- _WHAT YOU NEED TO DO_
Extract, verbatim, all lines starting at the one containing "indicate the stacked" and ending with the final line of the listing, and no others.

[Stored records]
## begin
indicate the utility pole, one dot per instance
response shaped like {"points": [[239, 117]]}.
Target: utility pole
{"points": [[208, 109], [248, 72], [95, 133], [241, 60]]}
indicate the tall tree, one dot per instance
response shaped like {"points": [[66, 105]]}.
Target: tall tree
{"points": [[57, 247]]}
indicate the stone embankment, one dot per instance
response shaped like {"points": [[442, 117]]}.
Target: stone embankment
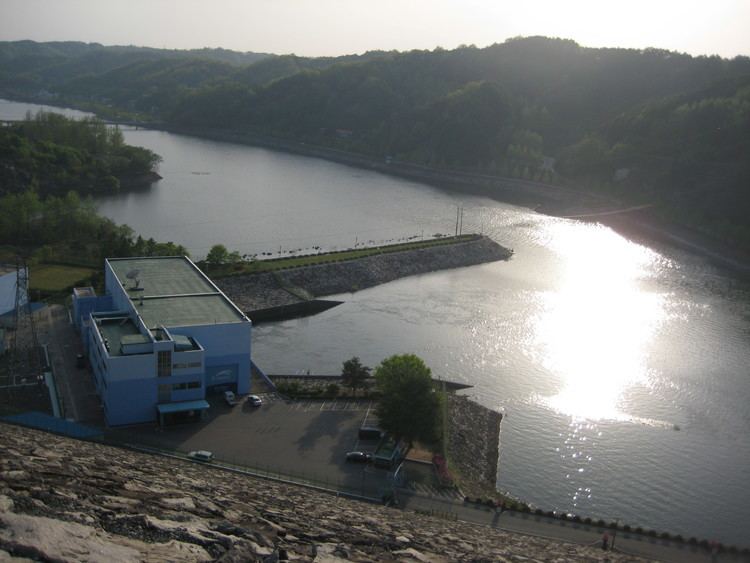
{"points": [[261, 291], [65, 500], [474, 445]]}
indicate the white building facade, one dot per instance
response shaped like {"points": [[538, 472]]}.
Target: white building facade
{"points": [[161, 338]]}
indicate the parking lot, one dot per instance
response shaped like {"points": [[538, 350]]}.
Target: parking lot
{"points": [[307, 439]]}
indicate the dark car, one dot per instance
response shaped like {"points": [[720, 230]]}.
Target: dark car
{"points": [[358, 457]]}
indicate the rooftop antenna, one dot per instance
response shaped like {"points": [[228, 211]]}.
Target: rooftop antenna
{"points": [[133, 275]]}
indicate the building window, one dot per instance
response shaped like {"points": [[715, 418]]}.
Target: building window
{"points": [[164, 363], [165, 393], [188, 385]]}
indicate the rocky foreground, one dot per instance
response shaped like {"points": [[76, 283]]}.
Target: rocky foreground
{"points": [[66, 500]]}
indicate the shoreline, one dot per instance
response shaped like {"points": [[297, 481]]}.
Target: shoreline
{"points": [[640, 226], [253, 292]]}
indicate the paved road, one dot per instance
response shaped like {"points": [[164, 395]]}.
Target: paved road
{"points": [[75, 385], [632, 544]]}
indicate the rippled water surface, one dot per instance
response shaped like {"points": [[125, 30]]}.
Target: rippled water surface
{"points": [[622, 370]]}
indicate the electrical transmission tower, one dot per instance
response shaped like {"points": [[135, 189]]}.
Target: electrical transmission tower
{"points": [[23, 363]]}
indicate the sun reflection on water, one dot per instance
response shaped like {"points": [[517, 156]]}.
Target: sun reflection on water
{"points": [[594, 331]]}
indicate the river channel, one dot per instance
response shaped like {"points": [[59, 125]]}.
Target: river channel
{"points": [[623, 370]]}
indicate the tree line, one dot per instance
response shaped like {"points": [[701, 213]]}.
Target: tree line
{"points": [[643, 126], [52, 154]]}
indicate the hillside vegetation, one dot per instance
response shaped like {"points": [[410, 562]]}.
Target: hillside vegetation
{"points": [[642, 126], [53, 155]]}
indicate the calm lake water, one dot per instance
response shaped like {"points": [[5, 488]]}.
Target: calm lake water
{"points": [[623, 370]]}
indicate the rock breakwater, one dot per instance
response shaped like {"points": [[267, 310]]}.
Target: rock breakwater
{"points": [[261, 291], [66, 500]]}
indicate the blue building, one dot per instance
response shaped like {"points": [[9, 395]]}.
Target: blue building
{"points": [[161, 338]]}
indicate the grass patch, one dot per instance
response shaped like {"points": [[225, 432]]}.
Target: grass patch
{"points": [[260, 266], [53, 278]]}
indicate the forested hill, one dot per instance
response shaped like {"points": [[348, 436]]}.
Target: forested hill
{"points": [[51, 154], [645, 126]]}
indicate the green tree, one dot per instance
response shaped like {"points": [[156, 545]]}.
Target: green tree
{"points": [[409, 406], [217, 255], [354, 374]]}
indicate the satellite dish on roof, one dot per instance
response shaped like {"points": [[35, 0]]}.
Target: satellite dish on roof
{"points": [[133, 275]]}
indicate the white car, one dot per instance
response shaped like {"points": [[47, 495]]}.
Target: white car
{"points": [[201, 455]]}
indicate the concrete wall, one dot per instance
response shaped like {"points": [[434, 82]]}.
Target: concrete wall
{"points": [[8, 284], [227, 348]]}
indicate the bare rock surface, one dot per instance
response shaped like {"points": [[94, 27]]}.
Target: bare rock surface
{"points": [[91, 502], [474, 444]]}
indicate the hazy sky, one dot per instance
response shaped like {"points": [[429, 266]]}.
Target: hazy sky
{"points": [[335, 27]]}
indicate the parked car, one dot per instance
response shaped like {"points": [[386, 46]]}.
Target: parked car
{"points": [[370, 433], [201, 455], [358, 457]]}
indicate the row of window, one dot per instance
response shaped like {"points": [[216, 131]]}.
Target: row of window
{"points": [[188, 385], [186, 365]]}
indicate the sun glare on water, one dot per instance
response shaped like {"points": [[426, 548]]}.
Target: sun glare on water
{"points": [[594, 331]]}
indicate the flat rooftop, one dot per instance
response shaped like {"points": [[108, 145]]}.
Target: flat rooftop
{"points": [[114, 330], [161, 276], [172, 291]]}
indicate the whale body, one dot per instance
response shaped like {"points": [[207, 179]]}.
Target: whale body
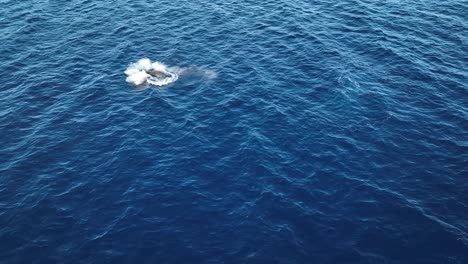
{"points": [[158, 74], [144, 72]]}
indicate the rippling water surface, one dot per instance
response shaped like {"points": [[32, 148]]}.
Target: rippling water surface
{"points": [[300, 132]]}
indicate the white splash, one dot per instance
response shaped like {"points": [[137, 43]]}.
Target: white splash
{"points": [[137, 73]]}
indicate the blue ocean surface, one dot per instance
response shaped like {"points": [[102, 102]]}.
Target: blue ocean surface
{"points": [[297, 132]]}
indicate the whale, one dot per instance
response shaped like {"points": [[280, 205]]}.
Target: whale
{"points": [[158, 74]]}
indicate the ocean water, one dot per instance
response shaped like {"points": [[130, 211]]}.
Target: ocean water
{"points": [[297, 132]]}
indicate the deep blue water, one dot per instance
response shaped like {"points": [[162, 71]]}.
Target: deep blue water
{"points": [[326, 132]]}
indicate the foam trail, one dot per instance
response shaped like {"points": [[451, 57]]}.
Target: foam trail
{"points": [[137, 73]]}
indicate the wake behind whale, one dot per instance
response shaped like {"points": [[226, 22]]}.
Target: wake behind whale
{"points": [[145, 72]]}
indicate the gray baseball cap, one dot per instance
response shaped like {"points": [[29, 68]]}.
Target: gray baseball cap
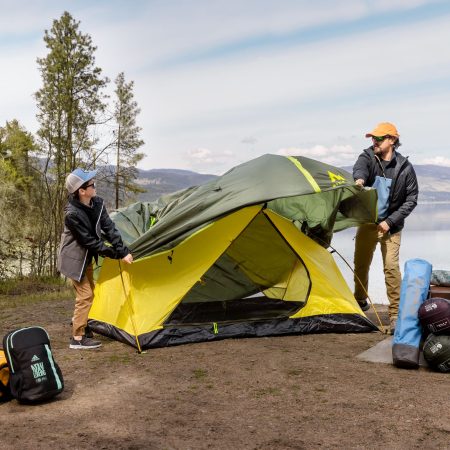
{"points": [[77, 178]]}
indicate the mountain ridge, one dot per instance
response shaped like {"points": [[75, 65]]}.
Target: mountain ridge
{"points": [[434, 182]]}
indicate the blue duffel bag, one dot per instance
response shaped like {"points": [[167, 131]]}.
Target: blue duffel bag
{"points": [[408, 331]]}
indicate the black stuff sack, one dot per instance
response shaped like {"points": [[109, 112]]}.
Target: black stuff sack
{"points": [[34, 374], [5, 391], [434, 315], [436, 351]]}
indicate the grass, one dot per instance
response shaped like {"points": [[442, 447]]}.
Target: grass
{"points": [[200, 374], [267, 391]]}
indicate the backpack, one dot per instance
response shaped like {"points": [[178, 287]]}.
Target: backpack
{"points": [[5, 392], [34, 374]]}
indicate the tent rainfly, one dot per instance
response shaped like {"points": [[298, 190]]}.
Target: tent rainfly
{"points": [[240, 256]]}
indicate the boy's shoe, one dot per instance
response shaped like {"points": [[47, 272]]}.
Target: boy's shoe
{"points": [[363, 304], [84, 343]]}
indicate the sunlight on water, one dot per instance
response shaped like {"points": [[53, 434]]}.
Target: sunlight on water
{"points": [[426, 235]]}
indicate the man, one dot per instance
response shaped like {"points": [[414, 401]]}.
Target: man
{"points": [[382, 167], [86, 219]]}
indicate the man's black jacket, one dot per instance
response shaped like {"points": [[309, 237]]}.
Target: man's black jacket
{"points": [[404, 189], [82, 237]]}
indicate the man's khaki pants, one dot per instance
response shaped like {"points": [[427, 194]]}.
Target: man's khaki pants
{"points": [[84, 297], [367, 238]]}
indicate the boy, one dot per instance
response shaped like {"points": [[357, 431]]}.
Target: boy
{"points": [[85, 220]]}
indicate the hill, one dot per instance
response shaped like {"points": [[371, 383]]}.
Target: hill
{"points": [[164, 181], [434, 182]]}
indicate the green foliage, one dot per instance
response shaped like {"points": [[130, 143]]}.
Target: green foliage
{"points": [[70, 102], [18, 211], [126, 140]]}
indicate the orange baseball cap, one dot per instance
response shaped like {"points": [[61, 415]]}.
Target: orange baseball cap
{"points": [[383, 129]]}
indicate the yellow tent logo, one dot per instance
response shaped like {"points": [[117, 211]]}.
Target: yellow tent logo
{"points": [[336, 179]]}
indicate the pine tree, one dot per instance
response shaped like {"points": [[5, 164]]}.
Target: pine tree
{"points": [[126, 140], [19, 217], [69, 103]]}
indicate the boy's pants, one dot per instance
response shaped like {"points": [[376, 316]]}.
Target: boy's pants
{"points": [[367, 238], [84, 290]]}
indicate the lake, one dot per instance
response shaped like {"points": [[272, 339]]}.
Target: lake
{"points": [[426, 235]]}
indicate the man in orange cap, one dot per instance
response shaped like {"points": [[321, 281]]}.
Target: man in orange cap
{"points": [[382, 167]]}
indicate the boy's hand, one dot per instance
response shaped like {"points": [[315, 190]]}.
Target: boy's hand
{"points": [[128, 259]]}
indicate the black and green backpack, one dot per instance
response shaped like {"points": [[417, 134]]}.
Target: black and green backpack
{"points": [[34, 375]]}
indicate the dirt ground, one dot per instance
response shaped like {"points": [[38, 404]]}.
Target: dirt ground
{"points": [[296, 392]]}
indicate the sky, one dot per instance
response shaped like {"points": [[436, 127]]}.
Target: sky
{"points": [[220, 82]]}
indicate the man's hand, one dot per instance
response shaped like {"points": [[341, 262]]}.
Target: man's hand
{"points": [[128, 259], [383, 227]]}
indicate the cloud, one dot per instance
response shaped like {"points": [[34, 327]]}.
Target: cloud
{"points": [[436, 161], [201, 158], [337, 155]]}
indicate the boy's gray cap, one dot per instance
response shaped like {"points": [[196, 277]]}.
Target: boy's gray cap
{"points": [[77, 178]]}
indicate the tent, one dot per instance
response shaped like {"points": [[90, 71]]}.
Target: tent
{"points": [[243, 255]]}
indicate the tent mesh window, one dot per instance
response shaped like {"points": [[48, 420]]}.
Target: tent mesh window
{"points": [[263, 286]]}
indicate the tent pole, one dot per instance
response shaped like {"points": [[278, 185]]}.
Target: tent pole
{"points": [[130, 309]]}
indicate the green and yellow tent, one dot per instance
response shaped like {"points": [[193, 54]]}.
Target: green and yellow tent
{"points": [[243, 255]]}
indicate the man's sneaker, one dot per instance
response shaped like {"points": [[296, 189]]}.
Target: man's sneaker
{"points": [[363, 304], [84, 343], [393, 324], [88, 332]]}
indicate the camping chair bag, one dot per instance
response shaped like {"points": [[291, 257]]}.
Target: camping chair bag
{"points": [[34, 374], [5, 392], [408, 332], [436, 351], [434, 315]]}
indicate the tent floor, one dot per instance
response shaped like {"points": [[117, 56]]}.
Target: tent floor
{"points": [[254, 308]]}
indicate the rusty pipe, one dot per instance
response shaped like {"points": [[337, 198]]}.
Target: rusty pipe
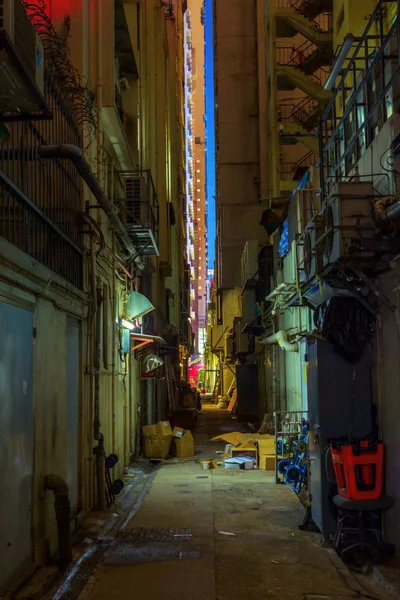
{"points": [[62, 507], [76, 156]]}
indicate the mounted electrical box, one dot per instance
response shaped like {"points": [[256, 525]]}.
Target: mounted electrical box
{"points": [[136, 203], [347, 223], [249, 265]]}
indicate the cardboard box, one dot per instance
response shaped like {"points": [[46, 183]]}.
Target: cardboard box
{"points": [[184, 445], [266, 462], [248, 449], [160, 428], [266, 446], [157, 440]]}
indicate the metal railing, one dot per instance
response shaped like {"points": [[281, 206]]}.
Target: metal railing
{"points": [[293, 171], [292, 56], [360, 103], [40, 200]]}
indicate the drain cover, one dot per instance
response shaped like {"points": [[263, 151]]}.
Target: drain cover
{"points": [[105, 542], [183, 555], [156, 535]]}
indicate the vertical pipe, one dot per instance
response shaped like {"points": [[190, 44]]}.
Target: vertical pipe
{"points": [[99, 450], [99, 87]]}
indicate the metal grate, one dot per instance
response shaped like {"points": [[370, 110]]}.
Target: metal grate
{"points": [[40, 200], [157, 535]]}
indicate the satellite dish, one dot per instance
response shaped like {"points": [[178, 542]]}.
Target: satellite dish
{"points": [[152, 362]]}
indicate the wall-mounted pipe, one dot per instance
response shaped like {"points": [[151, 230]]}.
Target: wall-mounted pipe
{"points": [[76, 156], [99, 450], [62, 508], [280, 338]]}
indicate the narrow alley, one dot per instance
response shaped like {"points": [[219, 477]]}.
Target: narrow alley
{"points": [[199, 299], [217, 535]]}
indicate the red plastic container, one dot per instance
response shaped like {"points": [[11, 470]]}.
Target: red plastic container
{"points": [[359, 476]]}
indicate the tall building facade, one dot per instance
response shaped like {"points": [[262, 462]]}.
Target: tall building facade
{"points": [[196, 168], [92, 256]]}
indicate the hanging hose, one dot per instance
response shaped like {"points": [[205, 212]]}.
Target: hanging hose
{"points": [[99, 450], [63, 511]]}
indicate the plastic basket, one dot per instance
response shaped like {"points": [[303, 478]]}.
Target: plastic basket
{"points": [[359, 474]]}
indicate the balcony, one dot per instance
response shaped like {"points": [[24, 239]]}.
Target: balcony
{"points": [[140, 211], [365, 97], [40, 200]]}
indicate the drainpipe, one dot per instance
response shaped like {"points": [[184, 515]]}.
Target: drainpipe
{"points": [[99, 450], [76, 156], [281, 338], [62, 507]]}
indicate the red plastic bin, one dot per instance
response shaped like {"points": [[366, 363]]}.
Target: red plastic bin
{"points": [[359, 476]]}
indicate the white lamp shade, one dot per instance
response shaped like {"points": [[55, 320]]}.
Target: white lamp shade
{"points": [[137, 305]]}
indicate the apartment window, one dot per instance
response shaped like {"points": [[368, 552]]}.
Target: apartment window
{"points": [[340, 19]]}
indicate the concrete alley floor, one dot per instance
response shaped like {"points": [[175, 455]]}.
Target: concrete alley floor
{"points": [[216, 535]]}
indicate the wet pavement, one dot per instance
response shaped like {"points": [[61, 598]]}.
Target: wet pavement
{"points": [[181, 532]]}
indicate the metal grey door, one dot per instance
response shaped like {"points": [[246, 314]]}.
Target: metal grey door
{"points": [[73, 411], [16, 439]]}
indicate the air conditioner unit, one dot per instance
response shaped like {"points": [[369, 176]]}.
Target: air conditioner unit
{"points": [[347, 222], [312, 251], [21, 64], [148, 400], [137, 206], [249, 266], [241, 339], [228, 347], [248, 306]]}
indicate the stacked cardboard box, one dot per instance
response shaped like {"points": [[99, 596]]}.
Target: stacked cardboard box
{"points": [[182, 443], [157, 440], [260, 447]]}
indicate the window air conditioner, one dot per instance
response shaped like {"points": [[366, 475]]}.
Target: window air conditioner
{"points": [[312, 249], [347, 222], [21, 65], [137, 202]]}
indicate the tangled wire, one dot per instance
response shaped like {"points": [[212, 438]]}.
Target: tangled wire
{"points": [[59, 71]]}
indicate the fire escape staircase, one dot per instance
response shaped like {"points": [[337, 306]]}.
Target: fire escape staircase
{"points": [[302, 67]]}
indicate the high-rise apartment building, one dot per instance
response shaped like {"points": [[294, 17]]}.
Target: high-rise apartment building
{"points": [[195, 169]]}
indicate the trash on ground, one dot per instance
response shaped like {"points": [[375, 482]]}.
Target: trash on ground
{"points": [[207, 465], [259, 446], [240, 462]]}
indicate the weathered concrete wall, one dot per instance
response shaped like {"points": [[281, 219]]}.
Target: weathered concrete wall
{"points": [[237, 134]]}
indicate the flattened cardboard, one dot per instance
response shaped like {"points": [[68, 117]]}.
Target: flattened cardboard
{"points": [[266, 446], [183, 446], [266, 462]]}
## end
- _TASK RESPONSE_
indicate the stacked cardboard box, one dot per instance
response shaped like {"points": [[99, 596]]}.
Target: stacked cardboard box
{"points": [[182, 443], [157, 440], [260, 447]]}
indicate the window air conditioner, one dot per instance
response shaped like {"points": [[366, 475]]}.
Target: window air conditioner
{"points": [[312, 249], [347, 222], [21, 65], [137, 202]]}
indicate the tangled wire, one dot per instance
response shaped like {"points": [[212, 438]]}.
Target: tangled wire
{"points": [[59, 71]]}
indicate the fire escape staircase, one dot per instance
response shaped like {"points": [[337, 306]]}.
Target: fire escape staircase
{"points": [[302, 67]]}
indicate the high-rise apartment building, one dot per instance
response shaped like {"points": [[294, 17]]}.
Target: high-rise apartment building
{"points": [[195, 169]]}
indicate the trash on ground, one dot per instance
response shaped like {"points": [[375, 482]]}.
Target: trash on ground
{"points": [[207, 465], [259, 446], [240, 462]]}
indicate the weathered concrete wall, one dot per instance
response shaped like {"points": [[281, 219]]}.
Target: weathered concrete wall
{"points": [[237, 134]]}
indicate the flattened cardboard, one dot per instance
response shaped like {"points": [[68, 117]]}.
Target: flattened cardboard
{"points": [[266, 446], [183, 446], [266, 462]]}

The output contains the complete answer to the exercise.